### Records for the exercise ###
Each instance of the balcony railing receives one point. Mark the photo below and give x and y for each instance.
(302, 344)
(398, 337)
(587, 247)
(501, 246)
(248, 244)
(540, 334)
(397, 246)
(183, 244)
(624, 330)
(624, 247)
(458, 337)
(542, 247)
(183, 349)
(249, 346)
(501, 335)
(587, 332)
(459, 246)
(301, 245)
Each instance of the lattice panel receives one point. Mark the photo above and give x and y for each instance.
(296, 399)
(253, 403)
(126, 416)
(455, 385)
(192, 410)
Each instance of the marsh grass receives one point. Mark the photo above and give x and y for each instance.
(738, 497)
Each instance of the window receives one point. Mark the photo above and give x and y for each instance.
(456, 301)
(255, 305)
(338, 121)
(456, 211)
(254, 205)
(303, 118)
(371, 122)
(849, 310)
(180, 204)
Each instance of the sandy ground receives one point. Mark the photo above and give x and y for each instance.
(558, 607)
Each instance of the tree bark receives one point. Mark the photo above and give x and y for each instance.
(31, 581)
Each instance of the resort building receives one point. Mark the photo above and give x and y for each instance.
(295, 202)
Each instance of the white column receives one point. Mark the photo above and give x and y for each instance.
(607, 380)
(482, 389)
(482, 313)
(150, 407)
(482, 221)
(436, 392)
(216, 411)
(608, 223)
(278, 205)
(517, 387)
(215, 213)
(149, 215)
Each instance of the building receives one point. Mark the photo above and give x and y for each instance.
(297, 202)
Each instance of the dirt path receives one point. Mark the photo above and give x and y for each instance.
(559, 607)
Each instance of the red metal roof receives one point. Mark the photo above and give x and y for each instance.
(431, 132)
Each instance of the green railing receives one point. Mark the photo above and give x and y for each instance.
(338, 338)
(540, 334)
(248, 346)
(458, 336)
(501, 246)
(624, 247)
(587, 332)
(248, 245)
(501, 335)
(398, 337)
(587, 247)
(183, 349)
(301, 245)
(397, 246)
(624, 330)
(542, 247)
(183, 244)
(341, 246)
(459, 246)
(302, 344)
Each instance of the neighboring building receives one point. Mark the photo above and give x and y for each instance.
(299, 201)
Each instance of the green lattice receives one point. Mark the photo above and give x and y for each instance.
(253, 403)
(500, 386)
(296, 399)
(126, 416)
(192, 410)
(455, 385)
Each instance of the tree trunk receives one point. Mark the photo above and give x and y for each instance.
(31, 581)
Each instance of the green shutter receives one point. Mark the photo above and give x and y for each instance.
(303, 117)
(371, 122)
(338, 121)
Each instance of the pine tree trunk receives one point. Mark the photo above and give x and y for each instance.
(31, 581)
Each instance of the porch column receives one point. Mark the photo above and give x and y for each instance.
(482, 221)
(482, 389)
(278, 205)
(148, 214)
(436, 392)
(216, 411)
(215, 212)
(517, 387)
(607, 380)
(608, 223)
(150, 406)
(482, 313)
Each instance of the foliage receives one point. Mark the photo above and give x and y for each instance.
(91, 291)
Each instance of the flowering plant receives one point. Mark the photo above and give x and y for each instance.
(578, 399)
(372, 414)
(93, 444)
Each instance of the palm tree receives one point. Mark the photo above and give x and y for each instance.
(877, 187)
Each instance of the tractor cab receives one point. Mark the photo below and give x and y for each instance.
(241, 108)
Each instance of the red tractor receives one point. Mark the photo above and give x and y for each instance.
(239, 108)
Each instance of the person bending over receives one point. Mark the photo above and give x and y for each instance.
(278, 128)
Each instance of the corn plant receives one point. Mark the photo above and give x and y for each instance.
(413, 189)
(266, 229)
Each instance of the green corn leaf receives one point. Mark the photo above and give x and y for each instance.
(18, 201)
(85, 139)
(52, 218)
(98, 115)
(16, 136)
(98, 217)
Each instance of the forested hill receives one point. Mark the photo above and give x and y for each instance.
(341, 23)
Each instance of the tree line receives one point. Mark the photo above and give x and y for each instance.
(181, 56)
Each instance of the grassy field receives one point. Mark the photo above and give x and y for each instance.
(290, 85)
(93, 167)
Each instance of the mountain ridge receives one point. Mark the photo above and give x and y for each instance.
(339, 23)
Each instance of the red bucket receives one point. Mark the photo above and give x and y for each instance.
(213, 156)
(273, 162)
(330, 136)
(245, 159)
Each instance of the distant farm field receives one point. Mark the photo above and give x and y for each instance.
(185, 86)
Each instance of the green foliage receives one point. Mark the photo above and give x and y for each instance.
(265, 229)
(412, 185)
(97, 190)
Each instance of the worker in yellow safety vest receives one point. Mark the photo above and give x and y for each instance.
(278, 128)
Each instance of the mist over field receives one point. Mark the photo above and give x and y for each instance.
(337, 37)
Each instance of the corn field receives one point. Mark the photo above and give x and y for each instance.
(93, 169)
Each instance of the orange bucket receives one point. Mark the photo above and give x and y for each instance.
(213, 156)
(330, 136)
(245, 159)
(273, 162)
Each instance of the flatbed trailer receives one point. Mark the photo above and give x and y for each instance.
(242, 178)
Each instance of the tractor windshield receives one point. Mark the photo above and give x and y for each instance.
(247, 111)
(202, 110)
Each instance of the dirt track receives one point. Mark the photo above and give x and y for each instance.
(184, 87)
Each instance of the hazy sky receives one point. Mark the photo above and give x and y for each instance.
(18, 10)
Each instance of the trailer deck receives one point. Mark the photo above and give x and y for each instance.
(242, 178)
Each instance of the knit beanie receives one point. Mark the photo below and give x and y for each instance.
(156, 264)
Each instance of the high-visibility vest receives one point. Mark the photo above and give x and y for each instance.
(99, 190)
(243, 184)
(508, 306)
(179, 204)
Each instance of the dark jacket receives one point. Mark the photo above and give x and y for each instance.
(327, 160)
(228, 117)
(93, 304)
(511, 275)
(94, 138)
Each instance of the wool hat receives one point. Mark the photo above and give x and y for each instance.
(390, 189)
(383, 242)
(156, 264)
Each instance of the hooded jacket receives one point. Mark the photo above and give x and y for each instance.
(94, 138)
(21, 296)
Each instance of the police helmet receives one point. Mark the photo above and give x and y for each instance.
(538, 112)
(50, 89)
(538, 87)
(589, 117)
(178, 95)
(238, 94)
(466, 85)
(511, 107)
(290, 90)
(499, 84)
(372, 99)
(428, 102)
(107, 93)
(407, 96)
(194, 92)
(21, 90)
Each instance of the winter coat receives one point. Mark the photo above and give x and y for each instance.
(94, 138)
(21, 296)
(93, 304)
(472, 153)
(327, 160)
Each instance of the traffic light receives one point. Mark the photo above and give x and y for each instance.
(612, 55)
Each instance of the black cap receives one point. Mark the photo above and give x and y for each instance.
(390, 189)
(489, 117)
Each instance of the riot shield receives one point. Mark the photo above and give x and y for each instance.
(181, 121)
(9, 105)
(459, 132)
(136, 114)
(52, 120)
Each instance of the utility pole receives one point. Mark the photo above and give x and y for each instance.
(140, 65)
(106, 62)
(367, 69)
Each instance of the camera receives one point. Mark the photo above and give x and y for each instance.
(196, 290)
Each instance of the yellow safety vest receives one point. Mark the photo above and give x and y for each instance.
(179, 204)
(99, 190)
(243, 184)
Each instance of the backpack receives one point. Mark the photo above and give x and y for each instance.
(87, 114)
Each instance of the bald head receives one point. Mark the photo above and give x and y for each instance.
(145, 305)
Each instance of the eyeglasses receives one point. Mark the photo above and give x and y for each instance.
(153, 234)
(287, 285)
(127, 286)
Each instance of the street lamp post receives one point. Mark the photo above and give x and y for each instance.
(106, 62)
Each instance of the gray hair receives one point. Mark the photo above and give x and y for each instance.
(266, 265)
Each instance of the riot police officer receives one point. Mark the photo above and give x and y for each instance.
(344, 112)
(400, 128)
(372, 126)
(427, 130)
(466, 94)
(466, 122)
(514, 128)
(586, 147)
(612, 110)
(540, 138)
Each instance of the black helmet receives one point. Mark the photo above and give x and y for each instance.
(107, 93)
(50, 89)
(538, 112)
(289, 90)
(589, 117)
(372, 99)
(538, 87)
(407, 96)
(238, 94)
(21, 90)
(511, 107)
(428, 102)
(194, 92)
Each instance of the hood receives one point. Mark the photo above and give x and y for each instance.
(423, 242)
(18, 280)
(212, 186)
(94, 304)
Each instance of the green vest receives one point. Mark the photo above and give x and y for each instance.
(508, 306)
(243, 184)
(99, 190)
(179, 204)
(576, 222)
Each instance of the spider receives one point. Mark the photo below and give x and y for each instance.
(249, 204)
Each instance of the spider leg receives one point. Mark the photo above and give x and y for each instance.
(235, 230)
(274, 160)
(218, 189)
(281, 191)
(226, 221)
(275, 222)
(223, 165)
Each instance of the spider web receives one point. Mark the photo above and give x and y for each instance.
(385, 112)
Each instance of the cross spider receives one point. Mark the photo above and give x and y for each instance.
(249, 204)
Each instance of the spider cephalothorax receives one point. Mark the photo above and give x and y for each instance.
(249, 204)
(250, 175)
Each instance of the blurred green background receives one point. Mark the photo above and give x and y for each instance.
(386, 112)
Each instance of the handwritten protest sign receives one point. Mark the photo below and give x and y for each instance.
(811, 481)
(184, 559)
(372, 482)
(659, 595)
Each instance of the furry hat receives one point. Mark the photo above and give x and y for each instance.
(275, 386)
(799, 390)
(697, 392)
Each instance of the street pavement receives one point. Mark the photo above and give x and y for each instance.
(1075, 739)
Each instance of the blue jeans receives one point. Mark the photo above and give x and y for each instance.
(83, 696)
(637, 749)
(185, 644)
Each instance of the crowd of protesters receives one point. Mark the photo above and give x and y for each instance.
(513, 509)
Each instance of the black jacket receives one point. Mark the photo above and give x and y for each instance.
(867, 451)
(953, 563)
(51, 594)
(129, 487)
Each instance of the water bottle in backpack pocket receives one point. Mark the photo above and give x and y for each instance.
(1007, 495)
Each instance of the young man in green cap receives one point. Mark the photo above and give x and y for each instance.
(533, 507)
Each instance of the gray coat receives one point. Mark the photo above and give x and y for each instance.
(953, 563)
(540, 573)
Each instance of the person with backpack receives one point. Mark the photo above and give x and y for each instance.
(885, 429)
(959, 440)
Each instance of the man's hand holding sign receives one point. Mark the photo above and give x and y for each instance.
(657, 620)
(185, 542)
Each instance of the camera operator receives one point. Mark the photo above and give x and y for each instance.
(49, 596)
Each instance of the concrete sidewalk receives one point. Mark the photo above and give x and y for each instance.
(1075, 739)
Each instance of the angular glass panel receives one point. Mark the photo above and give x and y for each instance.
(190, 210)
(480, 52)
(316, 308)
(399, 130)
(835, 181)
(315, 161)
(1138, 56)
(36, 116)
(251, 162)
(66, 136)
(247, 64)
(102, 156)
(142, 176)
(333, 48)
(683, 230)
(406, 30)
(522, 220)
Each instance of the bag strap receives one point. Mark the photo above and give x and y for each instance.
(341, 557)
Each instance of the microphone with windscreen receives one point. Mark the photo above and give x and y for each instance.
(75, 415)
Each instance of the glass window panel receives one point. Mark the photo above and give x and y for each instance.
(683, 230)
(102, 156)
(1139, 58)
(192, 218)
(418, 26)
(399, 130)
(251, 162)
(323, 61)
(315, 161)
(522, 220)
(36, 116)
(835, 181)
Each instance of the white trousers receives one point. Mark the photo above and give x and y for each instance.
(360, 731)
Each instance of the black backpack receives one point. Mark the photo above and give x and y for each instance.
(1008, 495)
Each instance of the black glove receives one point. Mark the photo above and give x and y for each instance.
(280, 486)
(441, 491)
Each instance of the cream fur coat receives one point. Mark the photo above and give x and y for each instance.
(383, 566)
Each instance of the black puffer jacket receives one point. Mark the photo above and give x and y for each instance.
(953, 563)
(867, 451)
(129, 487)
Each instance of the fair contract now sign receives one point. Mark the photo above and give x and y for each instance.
###
Repeat exactly the lines from the line containing "Each instance of the gray coat" through the end of the listing above; both boundary lines are part of the output.

Each instance of the gray coat receives one point. Mark the photo above and give x and y for each instance.
(953, 563)
(540, 573)
Each instance of the person with backpack receives one point. Mark the photo above and give x and y for each instance.
(885, 429)
(959, 440)
Each instance of the man's hand holding sign receives one point. Mark the photo above and give x and y for each instance.
(657, 620)
(185, 542)
Each instance of the camera operator receives one point. Mark the photo above and give x and y for each instance.
(49, 596)
Each instance of the concrete sidewalk receives one point. Mark the photo above and give x and y for each instance.
(1075, 739)
Each instance of the angular glass panel receives one point. Mark the photo above and give x and y for each instance.
(190, 210)
(480, 52)
(316, 308)
(399, 130)
(835, 181)
(315, 161)
(1138, 56)
(36, 116)
(251, 162)
(66, 136)
(247, 64)
(102, 156)
(142, 176)
(333, 48)
(683, 230)
(406, 30)
(522, 220)
Each instance of the bag strap receives one point. Mark the photo above and give x and y for each instance.
(341, 557)
Each instance of the microphone with windscreen receives one point. Mark the photo above and give x and y for each instance.
(75, 415)
Each instance of the glass window panel receives one point. Mark the photo above and give x and y for each instance.
(683, 230)
(102, 156)
(1139, 58)
(192, 218)
(418, 26)
(399, 130)
(251, 162)
(323, 61)
(315, 161)
(522, 220)
(36, 116)
(835, 181)
Each instance of the white trousers receives one point. Mark the photo above and give x and y for each instance.
(360, 731)
Each instance of the black backpack receives one point. Mark the photo above and give x and y for each instance.
(1008, 495)
Each instance of the black glove receives one point. Mark the photo above and give x and y for each instance.
(280, 486)
(441, 491)
Each instance of the cream fur coat receives one point. Mark the photo above and give x and y for each instance.
(383, 566)
Each instance of the black puffer jacket receives one point. Mark the photo above and give x and y for each instance.
(953, 563)
(867, 451)
(129, 487)
Each instance of the fair contract now sign receives one point. Mark the photo above and give x and y for each instance.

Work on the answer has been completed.